-- START Data shown --

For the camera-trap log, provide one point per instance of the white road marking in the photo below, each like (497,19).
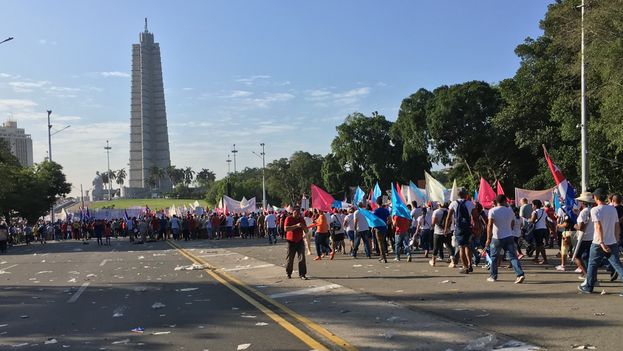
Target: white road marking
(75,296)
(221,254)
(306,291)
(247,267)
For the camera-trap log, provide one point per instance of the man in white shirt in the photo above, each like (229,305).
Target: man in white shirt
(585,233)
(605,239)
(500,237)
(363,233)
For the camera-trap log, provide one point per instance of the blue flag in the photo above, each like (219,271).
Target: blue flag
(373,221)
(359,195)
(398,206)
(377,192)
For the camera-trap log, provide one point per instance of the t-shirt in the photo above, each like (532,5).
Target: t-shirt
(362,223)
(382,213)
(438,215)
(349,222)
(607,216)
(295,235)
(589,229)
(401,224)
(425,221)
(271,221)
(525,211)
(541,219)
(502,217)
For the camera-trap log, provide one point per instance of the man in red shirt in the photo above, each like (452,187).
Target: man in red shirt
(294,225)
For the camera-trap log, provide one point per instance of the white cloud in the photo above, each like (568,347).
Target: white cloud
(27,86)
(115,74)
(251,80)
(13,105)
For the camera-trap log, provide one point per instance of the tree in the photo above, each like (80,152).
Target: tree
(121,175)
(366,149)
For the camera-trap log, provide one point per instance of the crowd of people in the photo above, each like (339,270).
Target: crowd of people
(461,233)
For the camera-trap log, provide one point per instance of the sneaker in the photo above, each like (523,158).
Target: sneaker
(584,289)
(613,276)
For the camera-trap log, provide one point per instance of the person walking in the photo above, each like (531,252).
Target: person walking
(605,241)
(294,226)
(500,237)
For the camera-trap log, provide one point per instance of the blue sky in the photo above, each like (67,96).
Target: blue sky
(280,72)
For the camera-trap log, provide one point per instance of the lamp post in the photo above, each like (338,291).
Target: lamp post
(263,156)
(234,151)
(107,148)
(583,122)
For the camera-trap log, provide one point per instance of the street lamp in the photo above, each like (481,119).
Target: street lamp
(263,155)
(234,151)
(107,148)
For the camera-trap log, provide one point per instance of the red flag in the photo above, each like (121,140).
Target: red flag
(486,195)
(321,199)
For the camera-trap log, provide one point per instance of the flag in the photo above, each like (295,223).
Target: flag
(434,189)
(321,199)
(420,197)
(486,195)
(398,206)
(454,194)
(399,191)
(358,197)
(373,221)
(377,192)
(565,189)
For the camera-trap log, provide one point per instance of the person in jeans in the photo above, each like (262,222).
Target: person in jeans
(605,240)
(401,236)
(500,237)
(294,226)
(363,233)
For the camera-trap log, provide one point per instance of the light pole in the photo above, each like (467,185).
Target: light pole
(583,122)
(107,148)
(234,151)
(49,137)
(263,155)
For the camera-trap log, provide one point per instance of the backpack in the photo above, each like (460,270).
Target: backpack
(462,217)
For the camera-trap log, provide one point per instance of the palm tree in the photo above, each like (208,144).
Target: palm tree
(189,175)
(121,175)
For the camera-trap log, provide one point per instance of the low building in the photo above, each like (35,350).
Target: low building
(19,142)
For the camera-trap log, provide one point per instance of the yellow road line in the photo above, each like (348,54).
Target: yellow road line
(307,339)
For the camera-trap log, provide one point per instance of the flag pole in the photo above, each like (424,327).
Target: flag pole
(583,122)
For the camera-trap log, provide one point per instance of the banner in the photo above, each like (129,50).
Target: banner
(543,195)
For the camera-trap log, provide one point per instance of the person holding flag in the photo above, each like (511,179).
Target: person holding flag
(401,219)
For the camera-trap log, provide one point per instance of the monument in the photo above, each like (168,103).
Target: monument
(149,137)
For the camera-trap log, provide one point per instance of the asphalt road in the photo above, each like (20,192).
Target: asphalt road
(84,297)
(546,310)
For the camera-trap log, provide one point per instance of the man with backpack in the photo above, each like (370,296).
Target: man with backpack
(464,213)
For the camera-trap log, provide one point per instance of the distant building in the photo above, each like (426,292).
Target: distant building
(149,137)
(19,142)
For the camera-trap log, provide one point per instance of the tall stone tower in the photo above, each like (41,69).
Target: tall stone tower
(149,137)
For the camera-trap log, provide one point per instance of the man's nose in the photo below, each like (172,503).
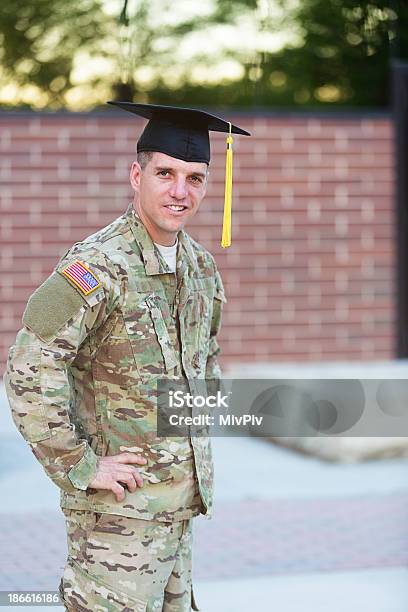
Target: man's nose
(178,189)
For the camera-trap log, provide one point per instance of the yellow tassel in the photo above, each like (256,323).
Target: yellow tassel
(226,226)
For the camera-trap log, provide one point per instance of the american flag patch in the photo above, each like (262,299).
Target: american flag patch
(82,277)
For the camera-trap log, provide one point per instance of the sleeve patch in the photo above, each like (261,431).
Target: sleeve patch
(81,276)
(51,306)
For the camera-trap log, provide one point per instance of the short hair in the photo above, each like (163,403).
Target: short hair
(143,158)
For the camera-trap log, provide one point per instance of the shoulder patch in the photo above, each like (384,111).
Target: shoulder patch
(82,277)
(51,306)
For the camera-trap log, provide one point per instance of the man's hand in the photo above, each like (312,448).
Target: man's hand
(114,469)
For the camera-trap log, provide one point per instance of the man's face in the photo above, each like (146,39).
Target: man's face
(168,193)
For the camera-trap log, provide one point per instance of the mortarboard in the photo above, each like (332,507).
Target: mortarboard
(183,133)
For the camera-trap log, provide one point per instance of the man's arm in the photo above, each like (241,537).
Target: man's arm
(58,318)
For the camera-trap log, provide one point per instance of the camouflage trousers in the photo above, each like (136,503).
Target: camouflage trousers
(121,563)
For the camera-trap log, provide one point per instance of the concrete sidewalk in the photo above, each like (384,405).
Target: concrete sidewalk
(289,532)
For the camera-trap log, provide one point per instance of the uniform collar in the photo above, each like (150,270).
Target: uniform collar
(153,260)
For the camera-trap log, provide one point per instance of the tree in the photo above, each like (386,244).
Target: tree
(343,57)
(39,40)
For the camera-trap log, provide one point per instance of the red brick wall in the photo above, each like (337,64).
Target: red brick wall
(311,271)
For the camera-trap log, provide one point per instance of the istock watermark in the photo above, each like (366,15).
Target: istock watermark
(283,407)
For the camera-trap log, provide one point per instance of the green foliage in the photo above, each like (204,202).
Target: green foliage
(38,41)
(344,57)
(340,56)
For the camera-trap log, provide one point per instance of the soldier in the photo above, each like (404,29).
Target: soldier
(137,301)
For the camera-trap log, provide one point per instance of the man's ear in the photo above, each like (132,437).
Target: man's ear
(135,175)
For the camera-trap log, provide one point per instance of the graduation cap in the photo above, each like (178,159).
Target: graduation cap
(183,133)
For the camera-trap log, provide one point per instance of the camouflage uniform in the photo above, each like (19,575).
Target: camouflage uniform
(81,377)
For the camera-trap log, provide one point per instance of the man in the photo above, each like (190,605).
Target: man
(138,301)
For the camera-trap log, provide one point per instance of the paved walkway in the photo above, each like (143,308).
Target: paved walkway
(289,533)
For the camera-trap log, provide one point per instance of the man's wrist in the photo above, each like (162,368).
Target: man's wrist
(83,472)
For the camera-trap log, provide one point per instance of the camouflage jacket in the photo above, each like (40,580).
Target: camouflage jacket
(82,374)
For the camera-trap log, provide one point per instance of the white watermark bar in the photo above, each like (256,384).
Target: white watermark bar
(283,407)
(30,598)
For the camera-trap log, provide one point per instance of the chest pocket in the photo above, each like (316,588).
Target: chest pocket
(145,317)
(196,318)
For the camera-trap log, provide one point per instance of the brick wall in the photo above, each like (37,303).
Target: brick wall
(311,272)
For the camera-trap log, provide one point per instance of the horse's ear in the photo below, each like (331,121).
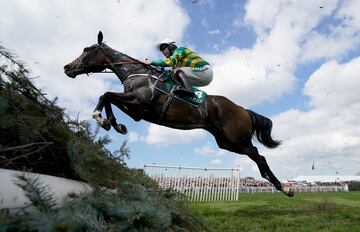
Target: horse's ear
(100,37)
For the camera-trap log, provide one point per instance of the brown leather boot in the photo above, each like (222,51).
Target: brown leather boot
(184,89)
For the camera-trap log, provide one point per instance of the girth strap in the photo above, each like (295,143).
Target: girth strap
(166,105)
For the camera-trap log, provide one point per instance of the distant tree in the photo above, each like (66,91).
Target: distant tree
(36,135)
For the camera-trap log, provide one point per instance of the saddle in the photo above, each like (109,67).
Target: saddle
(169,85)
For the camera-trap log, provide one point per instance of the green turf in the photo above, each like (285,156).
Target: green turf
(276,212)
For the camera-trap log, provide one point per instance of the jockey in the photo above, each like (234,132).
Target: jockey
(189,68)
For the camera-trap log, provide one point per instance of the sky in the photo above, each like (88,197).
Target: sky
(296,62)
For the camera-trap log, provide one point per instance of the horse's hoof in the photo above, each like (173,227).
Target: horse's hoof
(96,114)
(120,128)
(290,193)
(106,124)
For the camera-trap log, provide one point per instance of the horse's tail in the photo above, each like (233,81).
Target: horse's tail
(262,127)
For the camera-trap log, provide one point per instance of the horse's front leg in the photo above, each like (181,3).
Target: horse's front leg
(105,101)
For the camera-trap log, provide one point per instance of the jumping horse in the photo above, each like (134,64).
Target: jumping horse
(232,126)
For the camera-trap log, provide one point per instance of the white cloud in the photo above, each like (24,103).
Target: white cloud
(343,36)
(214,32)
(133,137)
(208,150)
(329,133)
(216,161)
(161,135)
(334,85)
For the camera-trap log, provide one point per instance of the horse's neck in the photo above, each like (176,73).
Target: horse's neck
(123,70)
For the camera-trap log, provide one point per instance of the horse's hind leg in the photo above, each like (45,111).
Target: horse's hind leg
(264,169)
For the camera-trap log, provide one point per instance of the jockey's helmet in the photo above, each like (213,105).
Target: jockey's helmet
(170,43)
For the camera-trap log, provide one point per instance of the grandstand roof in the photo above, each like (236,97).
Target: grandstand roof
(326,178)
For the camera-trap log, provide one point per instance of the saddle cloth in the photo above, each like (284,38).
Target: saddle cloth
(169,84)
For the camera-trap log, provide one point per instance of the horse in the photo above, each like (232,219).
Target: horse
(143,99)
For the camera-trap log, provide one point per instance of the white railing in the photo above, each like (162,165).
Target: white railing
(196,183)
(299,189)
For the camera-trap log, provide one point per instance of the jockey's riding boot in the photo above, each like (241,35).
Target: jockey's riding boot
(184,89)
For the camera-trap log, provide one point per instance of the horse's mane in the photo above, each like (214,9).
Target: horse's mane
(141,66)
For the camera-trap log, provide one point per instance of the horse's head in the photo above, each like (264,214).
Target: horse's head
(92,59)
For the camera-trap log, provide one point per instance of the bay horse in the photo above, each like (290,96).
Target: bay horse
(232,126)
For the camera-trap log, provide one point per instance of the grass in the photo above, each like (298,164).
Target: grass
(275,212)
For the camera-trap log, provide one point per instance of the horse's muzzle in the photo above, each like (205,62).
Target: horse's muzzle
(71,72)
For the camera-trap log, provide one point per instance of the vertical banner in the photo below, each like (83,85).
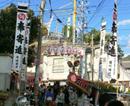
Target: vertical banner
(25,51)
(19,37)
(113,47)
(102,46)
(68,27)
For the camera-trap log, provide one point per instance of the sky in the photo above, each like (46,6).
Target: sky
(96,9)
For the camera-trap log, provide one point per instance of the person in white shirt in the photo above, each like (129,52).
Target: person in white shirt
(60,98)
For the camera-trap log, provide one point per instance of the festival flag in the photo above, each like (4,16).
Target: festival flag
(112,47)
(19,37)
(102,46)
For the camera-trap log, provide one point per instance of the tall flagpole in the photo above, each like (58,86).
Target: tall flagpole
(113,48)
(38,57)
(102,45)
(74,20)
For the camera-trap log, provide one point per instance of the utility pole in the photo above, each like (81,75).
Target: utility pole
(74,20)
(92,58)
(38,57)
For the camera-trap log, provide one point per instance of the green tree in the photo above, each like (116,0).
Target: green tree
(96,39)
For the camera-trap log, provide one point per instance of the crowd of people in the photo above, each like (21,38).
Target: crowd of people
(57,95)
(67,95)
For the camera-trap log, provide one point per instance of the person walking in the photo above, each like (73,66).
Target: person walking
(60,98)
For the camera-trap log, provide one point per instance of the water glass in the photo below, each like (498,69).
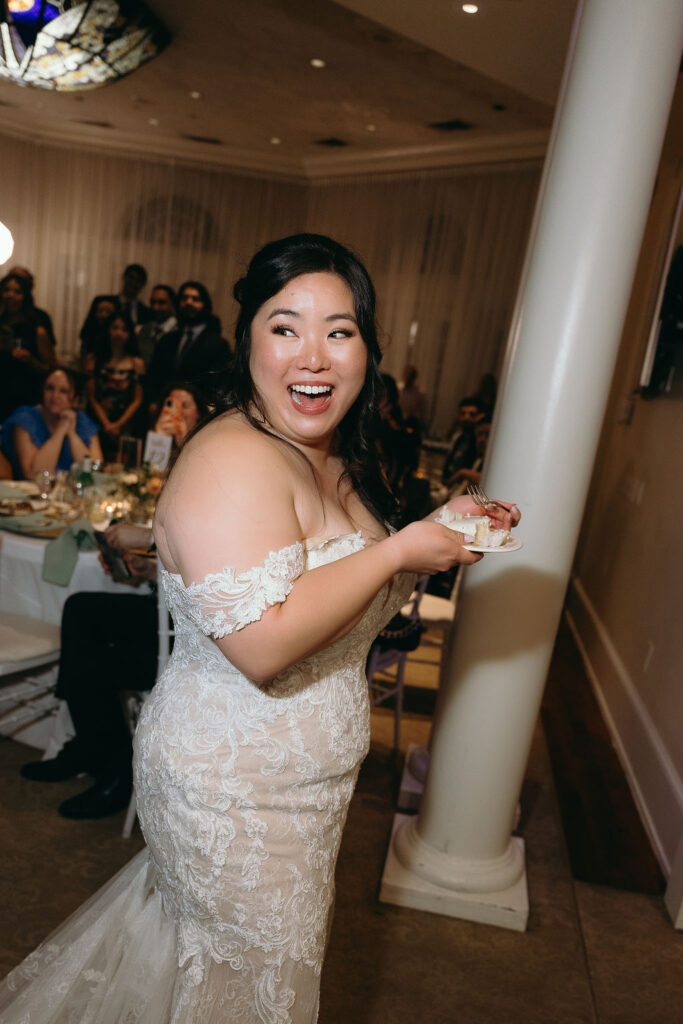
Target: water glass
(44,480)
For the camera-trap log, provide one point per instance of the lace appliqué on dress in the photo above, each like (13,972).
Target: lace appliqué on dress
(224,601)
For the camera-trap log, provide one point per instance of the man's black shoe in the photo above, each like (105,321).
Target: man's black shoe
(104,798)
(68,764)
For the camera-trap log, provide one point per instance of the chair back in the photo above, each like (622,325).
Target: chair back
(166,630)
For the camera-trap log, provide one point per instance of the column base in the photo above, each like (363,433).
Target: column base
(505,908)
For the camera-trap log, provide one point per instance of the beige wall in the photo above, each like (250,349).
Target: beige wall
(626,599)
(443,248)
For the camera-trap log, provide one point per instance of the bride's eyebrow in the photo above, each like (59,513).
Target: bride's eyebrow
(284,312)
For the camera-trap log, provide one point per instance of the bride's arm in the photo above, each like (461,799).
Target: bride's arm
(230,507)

-- END Data shown --

## Short exercise
Locate the line containing "each like (73,66)." in the material above, then repeat it and every later line exactly, with no pictures.

## Written response
For the camera-trap log, provide one point per instance of the person walking in the photo above, each like (73,66).
Target: person walking
(60,98)
For the camera-trap log, provide one point per instance of the water glass in the photo below, each like (498,69).
Target: water glass
(44,480)
For the camera-trap log, provide one point per instance of the lace appliqué on dress in the photo above, each like (13,972).
Target: lace appliqué on dress
(224,601)
For the camera-trap log, provide one point per instance of the man's black shoe in the photo above, each like (105,321).
Target: man's black shoe
(104,798)
(68,764)
For the camera-trap log, provide one point per instance of the chair back in the photo above, each like (622,325).
Target: chair back
(166,630)
For the camera-trap log, provide one point per instance of the column base in the photo above, each like (363,433).
Target: column base
(505,908)
For the camera-trap log, provide one point per instance of the beige wall in the photo above, each like (250,349).
Target: beige wall
(626,599)
(443,248)
For the camera-trap log, provide one point per instance of the bride's eyebrow in the photo above, each like (59,513).
Target: bride's eyebrow
(284,312)
For the camera-trap log, provide one point per instance of the bride's arm in the photo above, each like (461,799).
Target: bride's arm
(230,507)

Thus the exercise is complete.